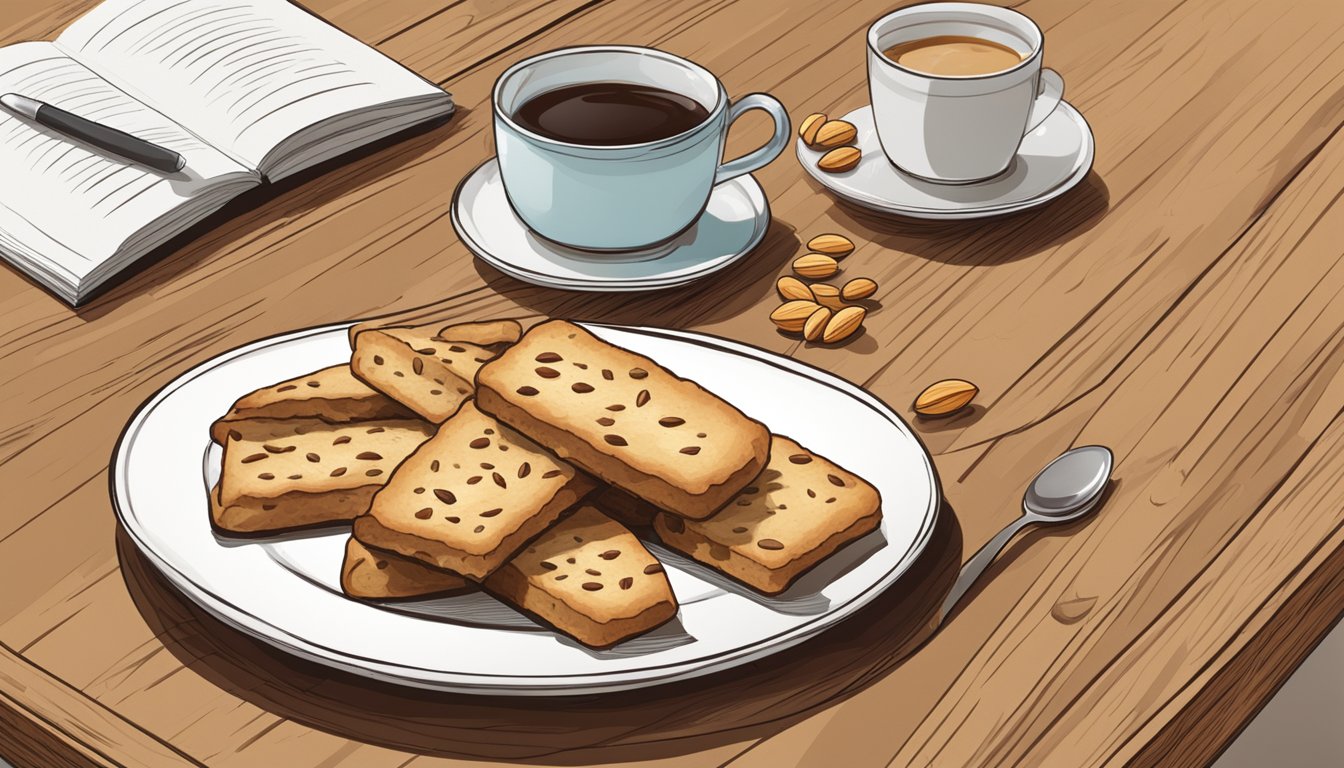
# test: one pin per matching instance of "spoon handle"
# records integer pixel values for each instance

* * * * * * *

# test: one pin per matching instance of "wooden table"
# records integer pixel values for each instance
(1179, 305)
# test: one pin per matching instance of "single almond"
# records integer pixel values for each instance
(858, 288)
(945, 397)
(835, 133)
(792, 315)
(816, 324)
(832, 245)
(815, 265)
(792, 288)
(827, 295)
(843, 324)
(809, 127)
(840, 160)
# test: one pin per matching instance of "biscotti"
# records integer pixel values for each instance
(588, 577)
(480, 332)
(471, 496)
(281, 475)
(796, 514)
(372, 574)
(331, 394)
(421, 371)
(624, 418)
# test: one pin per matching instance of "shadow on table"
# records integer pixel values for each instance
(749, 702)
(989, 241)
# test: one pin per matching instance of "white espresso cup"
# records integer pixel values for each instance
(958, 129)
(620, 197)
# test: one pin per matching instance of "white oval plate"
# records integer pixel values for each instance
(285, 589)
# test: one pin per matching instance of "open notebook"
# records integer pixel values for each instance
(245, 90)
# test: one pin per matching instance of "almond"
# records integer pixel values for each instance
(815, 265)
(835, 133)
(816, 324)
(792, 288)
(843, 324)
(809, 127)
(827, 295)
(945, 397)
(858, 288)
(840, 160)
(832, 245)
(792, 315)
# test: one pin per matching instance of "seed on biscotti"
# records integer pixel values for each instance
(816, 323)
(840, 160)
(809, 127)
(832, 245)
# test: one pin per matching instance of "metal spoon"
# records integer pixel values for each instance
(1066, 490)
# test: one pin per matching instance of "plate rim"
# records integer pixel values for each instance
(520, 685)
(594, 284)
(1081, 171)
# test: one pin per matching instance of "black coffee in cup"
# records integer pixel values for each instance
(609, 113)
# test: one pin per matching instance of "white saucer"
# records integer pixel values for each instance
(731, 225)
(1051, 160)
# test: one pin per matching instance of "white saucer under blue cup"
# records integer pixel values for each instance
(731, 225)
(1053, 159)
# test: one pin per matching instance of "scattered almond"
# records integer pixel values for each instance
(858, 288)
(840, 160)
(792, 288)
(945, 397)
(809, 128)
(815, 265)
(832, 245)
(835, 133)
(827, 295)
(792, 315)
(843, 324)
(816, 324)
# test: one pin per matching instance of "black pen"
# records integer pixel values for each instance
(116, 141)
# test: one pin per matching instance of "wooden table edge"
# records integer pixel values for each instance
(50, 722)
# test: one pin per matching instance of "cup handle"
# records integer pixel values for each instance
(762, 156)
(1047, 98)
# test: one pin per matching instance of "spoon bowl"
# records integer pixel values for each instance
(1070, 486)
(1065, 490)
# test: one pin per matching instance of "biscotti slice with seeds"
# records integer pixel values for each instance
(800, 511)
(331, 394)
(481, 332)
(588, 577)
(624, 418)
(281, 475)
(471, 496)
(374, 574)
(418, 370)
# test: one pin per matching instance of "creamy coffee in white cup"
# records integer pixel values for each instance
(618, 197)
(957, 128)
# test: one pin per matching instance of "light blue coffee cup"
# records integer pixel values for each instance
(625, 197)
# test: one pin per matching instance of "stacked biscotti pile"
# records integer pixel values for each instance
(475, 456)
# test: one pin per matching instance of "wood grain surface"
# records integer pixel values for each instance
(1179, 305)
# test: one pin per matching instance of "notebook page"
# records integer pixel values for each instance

* * * * * * *

Pull out each line in the rows above that contains the string "handle", with case counting.

SOLUTION BELOW
# test: one pin per matching instance of "spoon handle"
# test: one pin per matching instance of "cup handle"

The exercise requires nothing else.